Exercise inputs ::
▽
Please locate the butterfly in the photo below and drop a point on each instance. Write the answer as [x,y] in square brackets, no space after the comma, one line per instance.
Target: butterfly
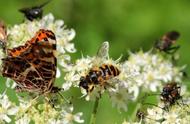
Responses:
[33,65]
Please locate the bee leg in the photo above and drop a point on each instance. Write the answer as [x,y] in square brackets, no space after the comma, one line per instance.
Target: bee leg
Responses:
[172,50]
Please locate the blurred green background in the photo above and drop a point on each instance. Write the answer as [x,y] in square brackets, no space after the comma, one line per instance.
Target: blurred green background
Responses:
[126,24]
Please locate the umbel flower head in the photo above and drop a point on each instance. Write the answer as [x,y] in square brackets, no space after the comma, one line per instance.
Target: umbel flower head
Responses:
[152,70]
[141,71]
[30,110]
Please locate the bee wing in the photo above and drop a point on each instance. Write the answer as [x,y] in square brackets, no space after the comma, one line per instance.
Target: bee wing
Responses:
[103,51]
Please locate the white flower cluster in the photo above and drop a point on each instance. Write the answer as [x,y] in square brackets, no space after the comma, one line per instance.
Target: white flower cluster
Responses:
[40,113]
[141,71]
[19,34]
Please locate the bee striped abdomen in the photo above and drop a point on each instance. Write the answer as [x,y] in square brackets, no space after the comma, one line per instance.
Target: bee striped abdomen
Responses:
[98,76]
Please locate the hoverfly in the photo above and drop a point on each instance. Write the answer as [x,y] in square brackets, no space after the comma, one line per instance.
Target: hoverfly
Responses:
[99,75]
[3,35]
[167,41]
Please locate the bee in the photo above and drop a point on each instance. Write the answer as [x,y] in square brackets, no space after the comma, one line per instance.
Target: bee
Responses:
△
Assigned task :: All of the data is to be transcribed exactly, with images omitted.

Response ::
Please locate the butterfly in the photo below and drop a point on each instance. Write the answer as [x,y] in square brackets, no space after the comma, one line per instance.
Target: butterfly
Responses:
[33,65]
Please locate the bee leg in the photo above and drop a point on each instance. Write the answer as [x,y] in square brackets, no space after the comma, one line per instance.
Target: bee leg
Responses:
[172,50]
Please locate the blurred green background in the photo above and drop a point on each instance. Write the answer as [x,y] in square brackets, no space after the comma, one line per instance.
Target: blurred green background
Responses:
[126,24]
Please locate the umbel flower head in the photo above and drop a point on each instance. Write the answer as [x,y] in square brackets, no space after the comma, one line per instance.
Target: umbel flower head
Responses:
[152,70]
[141,71]
[30,110]
Please locate the bee wing in the photo above and drop a point on each instance. Write the answer as [x,y] in square brackets, no space after the comma, one line per instance.
Target: bee wing
Responses:
[103,51]
Please locate the white flower cluster in the photo above and drop a point on each instance. Write the answer as [x,y] in square brackets, no space after the comma, one line per instance.
Target: white flower cluster
Responses:
[40,113]
[141,71]
[19,34]
Please locate the bee striped abdomen in the photo above and drop a point on each instance. Write the answer as [x,y] in square brackets, no space after the comma, one line per instance.
Target: bee striped abdomen
Responses:
[98,76]
Please locate the hoverfly in the photo above and drop a point on each instance. Write the answer as [x,y] in square brackets, no space after the comma, one line per instance.
Target: hoverfly
Responses:
[99,75]
[3,35]
[167,41]
Please locate the bee in the photo above and drop a point on each instance. Write the answer as [x,y] in square brackets, no space after the comma, one line per instance.
Target: bee
Responses:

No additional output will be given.